▶ [Required task]: Pull out every line in the records below that contains the string "suit", matching case exactly.

--------------------------------------------------

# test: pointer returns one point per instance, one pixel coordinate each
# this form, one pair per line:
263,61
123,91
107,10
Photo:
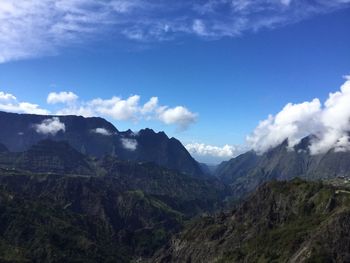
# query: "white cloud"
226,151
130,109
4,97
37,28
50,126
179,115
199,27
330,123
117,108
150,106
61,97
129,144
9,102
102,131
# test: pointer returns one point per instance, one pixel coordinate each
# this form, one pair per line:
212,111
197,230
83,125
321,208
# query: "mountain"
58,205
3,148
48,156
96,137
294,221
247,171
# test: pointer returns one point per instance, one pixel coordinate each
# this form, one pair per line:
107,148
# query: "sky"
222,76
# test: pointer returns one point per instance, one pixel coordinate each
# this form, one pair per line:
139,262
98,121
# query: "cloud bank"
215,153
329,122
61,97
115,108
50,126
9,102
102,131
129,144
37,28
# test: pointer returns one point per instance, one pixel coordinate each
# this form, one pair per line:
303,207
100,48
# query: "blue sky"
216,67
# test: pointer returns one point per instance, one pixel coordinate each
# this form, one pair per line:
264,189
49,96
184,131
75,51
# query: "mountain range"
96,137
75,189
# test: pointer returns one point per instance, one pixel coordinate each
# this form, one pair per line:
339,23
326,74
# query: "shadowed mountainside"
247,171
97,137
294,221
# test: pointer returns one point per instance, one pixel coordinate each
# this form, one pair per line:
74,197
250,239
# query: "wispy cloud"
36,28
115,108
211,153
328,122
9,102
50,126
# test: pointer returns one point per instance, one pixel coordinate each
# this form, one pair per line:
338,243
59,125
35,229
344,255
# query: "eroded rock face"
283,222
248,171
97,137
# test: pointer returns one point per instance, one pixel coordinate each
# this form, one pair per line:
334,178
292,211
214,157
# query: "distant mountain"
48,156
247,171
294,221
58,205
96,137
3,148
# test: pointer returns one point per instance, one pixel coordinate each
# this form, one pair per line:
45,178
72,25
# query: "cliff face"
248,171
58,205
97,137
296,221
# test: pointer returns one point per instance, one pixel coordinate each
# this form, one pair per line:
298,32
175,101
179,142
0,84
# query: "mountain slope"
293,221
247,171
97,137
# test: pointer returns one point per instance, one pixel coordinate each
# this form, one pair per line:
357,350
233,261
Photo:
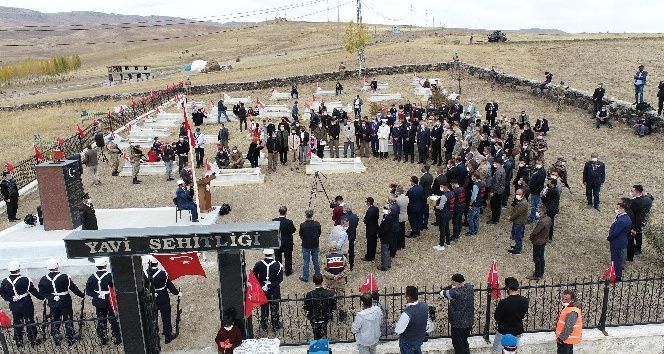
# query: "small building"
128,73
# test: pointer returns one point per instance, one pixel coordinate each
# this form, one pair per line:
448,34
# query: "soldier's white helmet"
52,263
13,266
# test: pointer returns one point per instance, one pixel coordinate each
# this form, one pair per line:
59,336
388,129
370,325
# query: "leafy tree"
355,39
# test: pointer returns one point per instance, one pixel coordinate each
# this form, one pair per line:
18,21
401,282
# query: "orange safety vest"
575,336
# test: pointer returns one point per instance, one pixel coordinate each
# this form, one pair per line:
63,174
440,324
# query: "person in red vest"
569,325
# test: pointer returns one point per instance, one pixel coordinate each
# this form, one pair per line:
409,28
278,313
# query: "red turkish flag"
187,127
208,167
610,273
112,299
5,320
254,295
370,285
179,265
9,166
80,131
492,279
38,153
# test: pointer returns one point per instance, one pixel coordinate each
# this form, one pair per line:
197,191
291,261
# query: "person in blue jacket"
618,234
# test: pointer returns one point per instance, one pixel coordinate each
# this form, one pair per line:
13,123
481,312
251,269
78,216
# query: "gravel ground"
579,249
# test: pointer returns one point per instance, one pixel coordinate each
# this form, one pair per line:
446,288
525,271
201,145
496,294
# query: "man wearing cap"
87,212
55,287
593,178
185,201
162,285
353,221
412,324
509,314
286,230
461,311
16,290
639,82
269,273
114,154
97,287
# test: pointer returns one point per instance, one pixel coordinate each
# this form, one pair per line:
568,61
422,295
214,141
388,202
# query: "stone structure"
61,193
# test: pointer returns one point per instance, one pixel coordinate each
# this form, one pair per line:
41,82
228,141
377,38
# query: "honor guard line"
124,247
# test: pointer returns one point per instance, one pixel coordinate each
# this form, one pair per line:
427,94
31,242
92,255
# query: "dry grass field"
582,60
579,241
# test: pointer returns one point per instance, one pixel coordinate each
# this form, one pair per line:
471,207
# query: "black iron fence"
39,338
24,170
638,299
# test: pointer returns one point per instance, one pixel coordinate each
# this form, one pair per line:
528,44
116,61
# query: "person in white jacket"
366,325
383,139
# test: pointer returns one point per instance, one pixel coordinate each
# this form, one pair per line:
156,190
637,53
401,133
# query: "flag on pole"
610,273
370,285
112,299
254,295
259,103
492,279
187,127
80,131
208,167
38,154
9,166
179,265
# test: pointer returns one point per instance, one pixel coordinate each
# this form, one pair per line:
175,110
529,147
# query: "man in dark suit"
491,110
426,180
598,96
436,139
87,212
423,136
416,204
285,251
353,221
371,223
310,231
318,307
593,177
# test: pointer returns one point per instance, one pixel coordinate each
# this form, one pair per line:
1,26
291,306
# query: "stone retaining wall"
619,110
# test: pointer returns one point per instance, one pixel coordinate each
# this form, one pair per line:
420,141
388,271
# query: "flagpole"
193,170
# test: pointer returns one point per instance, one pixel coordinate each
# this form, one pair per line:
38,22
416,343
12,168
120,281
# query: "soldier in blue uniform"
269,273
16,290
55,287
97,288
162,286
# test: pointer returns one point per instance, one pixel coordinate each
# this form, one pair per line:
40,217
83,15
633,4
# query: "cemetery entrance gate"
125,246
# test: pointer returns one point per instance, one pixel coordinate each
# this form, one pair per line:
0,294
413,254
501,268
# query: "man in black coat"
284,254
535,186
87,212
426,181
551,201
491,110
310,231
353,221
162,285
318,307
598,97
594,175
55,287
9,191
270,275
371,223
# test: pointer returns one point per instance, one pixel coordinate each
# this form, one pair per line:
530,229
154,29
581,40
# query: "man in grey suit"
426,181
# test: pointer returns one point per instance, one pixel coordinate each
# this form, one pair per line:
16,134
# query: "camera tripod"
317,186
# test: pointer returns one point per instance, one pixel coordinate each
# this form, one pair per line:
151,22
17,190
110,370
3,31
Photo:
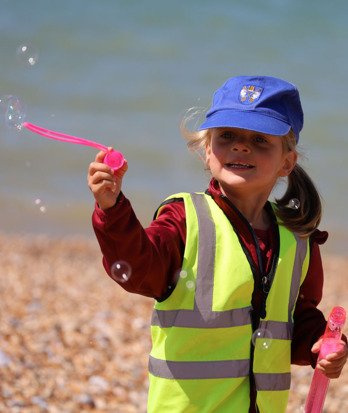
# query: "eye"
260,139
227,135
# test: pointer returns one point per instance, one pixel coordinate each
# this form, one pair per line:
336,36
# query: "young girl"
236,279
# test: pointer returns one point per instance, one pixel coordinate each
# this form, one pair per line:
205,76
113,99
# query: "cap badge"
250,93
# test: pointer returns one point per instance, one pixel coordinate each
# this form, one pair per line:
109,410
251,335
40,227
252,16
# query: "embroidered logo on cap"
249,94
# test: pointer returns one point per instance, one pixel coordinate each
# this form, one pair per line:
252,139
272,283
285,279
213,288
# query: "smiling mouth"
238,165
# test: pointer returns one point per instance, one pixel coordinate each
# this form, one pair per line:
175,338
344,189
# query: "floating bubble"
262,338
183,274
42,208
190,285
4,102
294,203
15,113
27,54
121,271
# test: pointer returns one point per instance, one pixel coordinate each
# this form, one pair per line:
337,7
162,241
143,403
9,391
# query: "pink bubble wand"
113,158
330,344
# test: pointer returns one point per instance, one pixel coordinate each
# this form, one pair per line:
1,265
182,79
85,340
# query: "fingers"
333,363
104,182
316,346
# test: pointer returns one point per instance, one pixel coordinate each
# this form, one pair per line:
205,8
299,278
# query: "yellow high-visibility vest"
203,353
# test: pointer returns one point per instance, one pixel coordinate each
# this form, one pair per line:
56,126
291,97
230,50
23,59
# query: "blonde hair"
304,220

--------------------------------------------------

▶ [Expected output]:
# query: "man in dark suit"
# query: "man in grey suit"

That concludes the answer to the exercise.